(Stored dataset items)
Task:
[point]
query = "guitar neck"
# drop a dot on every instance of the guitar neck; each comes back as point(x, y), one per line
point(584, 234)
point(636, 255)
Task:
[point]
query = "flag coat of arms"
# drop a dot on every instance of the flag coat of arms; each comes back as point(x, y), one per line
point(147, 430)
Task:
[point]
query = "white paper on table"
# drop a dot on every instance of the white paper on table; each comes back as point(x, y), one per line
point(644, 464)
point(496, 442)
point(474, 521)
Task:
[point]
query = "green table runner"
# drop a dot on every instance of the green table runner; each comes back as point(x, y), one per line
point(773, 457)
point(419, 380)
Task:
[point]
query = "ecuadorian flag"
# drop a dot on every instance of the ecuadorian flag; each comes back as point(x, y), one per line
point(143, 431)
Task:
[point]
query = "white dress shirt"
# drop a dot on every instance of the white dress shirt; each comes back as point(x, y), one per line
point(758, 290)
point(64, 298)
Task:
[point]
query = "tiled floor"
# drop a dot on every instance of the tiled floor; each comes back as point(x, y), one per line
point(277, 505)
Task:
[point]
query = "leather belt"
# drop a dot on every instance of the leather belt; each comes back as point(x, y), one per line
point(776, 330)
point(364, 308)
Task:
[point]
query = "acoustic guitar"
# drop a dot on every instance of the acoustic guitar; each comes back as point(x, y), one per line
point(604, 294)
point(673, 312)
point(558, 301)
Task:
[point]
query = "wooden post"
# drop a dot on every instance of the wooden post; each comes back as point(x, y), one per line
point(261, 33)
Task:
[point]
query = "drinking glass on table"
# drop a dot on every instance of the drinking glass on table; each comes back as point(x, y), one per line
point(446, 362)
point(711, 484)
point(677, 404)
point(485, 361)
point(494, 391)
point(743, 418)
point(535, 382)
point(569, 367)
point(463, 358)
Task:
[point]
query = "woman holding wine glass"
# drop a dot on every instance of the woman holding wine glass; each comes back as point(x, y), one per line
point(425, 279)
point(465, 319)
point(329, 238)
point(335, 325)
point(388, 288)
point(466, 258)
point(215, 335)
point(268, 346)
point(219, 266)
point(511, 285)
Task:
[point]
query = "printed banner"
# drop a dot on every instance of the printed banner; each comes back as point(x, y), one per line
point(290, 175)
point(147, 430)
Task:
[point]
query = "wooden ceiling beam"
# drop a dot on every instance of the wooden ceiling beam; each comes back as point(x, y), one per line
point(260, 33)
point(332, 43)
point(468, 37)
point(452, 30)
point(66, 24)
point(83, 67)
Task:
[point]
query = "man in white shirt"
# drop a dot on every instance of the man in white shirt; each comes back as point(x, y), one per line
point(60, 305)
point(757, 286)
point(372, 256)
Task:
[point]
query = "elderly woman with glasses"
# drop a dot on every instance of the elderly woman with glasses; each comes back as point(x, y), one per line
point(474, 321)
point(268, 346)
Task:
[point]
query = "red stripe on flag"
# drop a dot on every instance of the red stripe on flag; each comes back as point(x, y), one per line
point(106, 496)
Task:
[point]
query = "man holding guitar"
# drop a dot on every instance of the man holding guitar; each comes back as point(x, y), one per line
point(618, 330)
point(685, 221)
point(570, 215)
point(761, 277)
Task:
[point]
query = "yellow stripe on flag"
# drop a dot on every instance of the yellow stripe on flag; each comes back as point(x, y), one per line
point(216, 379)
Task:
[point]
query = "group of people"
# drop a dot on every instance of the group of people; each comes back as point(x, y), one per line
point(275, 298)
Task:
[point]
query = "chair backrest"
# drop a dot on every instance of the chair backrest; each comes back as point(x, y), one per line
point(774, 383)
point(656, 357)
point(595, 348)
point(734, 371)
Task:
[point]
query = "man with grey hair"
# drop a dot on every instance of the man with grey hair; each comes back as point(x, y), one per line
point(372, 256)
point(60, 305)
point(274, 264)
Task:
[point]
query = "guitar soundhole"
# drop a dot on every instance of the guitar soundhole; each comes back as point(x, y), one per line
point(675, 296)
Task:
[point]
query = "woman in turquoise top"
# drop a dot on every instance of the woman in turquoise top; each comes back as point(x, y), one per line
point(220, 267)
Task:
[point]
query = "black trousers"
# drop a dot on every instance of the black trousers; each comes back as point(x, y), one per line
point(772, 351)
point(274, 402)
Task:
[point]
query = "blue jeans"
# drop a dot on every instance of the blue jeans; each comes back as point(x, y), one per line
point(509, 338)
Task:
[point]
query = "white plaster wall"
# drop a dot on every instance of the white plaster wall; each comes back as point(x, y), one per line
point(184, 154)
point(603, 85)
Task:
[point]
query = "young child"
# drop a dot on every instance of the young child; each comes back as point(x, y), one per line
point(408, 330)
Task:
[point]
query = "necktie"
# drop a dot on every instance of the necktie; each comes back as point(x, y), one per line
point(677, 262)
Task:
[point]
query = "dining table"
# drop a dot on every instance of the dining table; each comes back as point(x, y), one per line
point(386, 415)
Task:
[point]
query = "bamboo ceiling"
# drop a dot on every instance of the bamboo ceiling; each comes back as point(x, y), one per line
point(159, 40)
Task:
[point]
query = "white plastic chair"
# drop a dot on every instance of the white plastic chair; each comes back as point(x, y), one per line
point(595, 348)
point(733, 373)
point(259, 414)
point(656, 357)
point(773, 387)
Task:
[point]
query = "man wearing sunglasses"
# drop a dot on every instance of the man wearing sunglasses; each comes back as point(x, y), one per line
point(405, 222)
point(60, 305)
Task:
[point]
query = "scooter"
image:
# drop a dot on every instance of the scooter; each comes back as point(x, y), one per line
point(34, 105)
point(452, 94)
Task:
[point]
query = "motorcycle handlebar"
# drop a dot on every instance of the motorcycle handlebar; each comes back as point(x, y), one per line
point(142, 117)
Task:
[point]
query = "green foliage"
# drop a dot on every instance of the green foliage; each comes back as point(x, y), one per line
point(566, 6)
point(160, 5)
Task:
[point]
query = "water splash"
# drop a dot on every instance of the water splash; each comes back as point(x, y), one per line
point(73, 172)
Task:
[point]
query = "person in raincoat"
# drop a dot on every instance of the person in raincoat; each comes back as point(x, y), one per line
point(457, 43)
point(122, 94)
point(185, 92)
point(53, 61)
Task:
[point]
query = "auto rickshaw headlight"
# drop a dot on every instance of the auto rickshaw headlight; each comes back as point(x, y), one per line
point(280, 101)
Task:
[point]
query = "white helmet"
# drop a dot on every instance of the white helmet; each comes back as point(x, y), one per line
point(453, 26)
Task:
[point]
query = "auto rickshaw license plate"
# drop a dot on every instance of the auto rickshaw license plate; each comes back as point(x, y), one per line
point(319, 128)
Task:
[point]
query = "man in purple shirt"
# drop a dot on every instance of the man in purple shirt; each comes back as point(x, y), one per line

* [Written task]: Exactly as written, please output every entry.

* [Result of this exercise]:
Task:
[point]
query = "guitar neck"
# drop a dot on every instance of the guitar neck; each comes back as point(x, y), one per line
point(584, 234)
point(636, 255)
Task:
[point]
query = "flag coat of arms"
# drop a dot on every instance of the flag coat of arms; each comes back as point(x, y), one per line
point(147, 430)
Task:
[point]
query = "white paper on table"
# drop a dot on every instance of the white paper on table; each comes back as point(x, y), one per line
point(644, 464)
point(496, 442)
point(474, 521)
Task:
[point]
query = "green table runner"
# drop a dot on every instance of the green table runner; each comes back as point(x, y), one per line
point(773, 457)
point(419, 380)
Task:
[point]
query = "ecuadorian flag"
# drop a dot on every instance of the ecuadorian flag; each comes back as point(x, y), one per line
point(143, 431)
Task:
[point]
query = "white dress shirt"
# drop a dot on every instance of the white dress shirt; each comes back as point(x, y), one per line
point(758, 290)
point(64, 298)
Task:
[point]
query = "tiled floor"
# drop a dot on every instance of the tiled floor; each comes back as point(x, y), one per line
point(277, 505)
Task:
[point]
query = "leather belt"
# drop a dot on every instance of the leather belt; each comes back as point(x, y), one per line
point(776, 330)
point(364, 308)
Task:
[point]
query = "acoustic guitar"
# drop a dot on every instance of the acoustic guitar; each comes back as point(x, y), one per line
point(604, 294)
point(673, 312)
point(558, 301)
Task:
[point]
query = "wooden post"
# drop a dot on every instance of the wooden post; each comes back as point(x, y), one per line
point(261, 33)
Task:
[point]
query = "drinking glass on table"
# drop a dot on every instance of the drinking glass on table; each comes back as point(x, y), one per line
point(446, 362)
point(711, 484)
point(677, 404)
point(485, 361)
point(494, 391)
point(743, 418)
point(535, 382)
point(569, 367)
point(463, 358)
Task:
[point]
query = "woman holding wine glass"
# drop a dot on every instance of the woman holding wine glass; each comes back as point(x, y), one per line
point(425, 279)
point(465, 319)
point(329, 238)
point(335, 325)
point(388, 288)
point(466, 258)
point(215, 335)
point(268, 346)
point(219, 266)
point(511, 285)
Task:
[point]
query = "printed banner"
# drop a dot on every instance of the printed banner; each comes back as point(x, y), one per line
point(290, 175)
point(147, 430)
Task:
[point]
query = "wooden ceiling beam"
# drop a dot on every instance of the wooden ceiling beam; each comes back as point(x, y), one per line
point(260, 33)
point(332, 43)
point(468, 37)
point(452, 30)
point(66, 24)
point(83, 67)
Task:
[point]
query = "man in white shirt"
# drop a dot on every instance of the man in white shirt; each comes back as point(x, y), one per line
point(60, 305)
point(757, 286)
point(372, 256)
Task:
[point]
query = "elderly woman with glasses"
# drop a dot on every instance of the elderly woman with glasses; each comes back as point(x, y), one per line
point(474, 321)
point(268, 346)
Task:
[point]
query = "red stripe on flag"
# drop a dot on every instance of the red stripe on flag; each comes back as point(x, y), one per line
point(106, 496)
Task:
[point]
query = "man holding guitar"
# drop a dot on every instance of the man holding guitar; each comes back as point(x, y), one per line
point(618, 330)
point(685, 221)
point(570, 215)
point(761, 277)
Task:
[point]
query = "yellow stripe on flag"
# drop a dot on every instance of the yellow stripe on flag; each comes back as point(x, y), one per line
point(216, 379)
Task:
[point]
query = "group of people"
# drop a dot on every instance of the group of people; each comes back as point(x, y), one per line
point(275, 298)
Task:
[point]
query = "chair backrest"
# drop a dot on every instance of the chair backrest; each comes back as point(x, y), one per line
point(774, 383)
point(656, 357)
point(595, 348)
point(734, 371)
Task:
[point]
query = "man with grey hair"
# drop a dot on every instance of the man with grey hair; each comes back as point(x, y), one per line
point(372, 256)
point(60, 305)
point(274, 264)
Task:
[point]
query = "guitar soundhole"
# drop a dot on every instance of the guitar soundhole; each comes back as point(x, y), one per line
point(675, 296)
Task:
[point]
query = "woman in turquoise top"
# drop a dot on every instance of the woman in turquoise top; each comes back as point(x, y), one per line
point(220, 267)
Task:
[point]
query = "black trousers"
# drop a dot on every instance of the black trousers; each comes back as point(x, y), one per line
point(772, 351)
point(274, 402)
Task:
[point]
query = "blue jeans"
# drop a dot on every instance of the blue jeans; each comes back as point(x, y), one per line
point(509, 338)
Task:
[point]
query = "white plaster wall"
# drop a dot on every instance of the white plaster wall; each comes back as point(x, y), one per line
point(184, 154)
point(603, 85)
Task:
[point]
query = "young child"
# drop a dot on every instance of the young child; each comes back as point(x, y), one per line
point(408, 330)
Task:
[point]
query = "necktie"
# drop a dot on every instance of the necktie; each comes back as point(x, y), one per line
point(677, 262)
Task:
[point]
query = "dining table"
# drop a dot on every instance of the dining table; each comes back as point(x, y), one per line
point(386, 415)
Task:
[point]
query = "bamboo ceiling"
# drop a dot on every instance of the bamboo ceiling; each comes back as point(x, y), one per line
point(159, 40)
Task:
[point]
query = "white plastic chair"
# drop a dot on every instance of the white plastic chair; each comes back as point(x, y), one per line
point(595, 348)
point(733, 373)
point(259, 414)
point(656, 357)
point(773, 387)
Task:
[point]
query = "man wearing sunglasses"
# drop a dot on every instance of the man wearing sunglasses; each comes back as point(x, y), one per line
point(405, 222)
point(60, 305)
Task:
[point]
query = "scooter"
image:
# drop a dot on every instance of the scooter; each comes back as point(x, y), one per line
point(34, 105)
point(452, 94)
Task:
[point]
query = "motorcycle handlebar"
# drop a dot on every instance of the motorcycle handlebar; each comes back as point(x, y), one per line
point(142, 117)
Task:
[point]
query = "green foliage"
# drop a dot on every instance of the green foliage; each comes back as point(x, y), one per line
point(566, 6)
point(160, 5)
Task:
[point]
query = "water splash"
# drop a dot on every instance of the water splash; each comes back as point(x, y), one per line
point(73, 172)
Task:
[point]
query = "person in raincoat"
# drop a dot on every instance of the person in raincoat; each comes back as point(x, y), one per line
point(457, 43)
point(122, 94)
point(185, 92)
point(53, 61)
Task:
[point]
query = "auto rickshaw headlight"
# drop a dot on every instance of the auto rickshaw headlight; each comes back as point(x, y), one per line
point(280, 101)
Task:
[point]
query = "white helmet"
# drop a dot on every instance of the white helmet; each comes back as point(x, y), one per line
point(453, 26)
Task:
[point]
query = "auto rickshaw license plate"
# drop a dot on every instance of the auto rickshaw license plate; each comes back as point(x, y), one per line
point(319, 128)
Task:
[point]
query = "man in purple shirt"
# drop a dot on every instance of the man in purple shirt; each comes back as point(x, y), one per line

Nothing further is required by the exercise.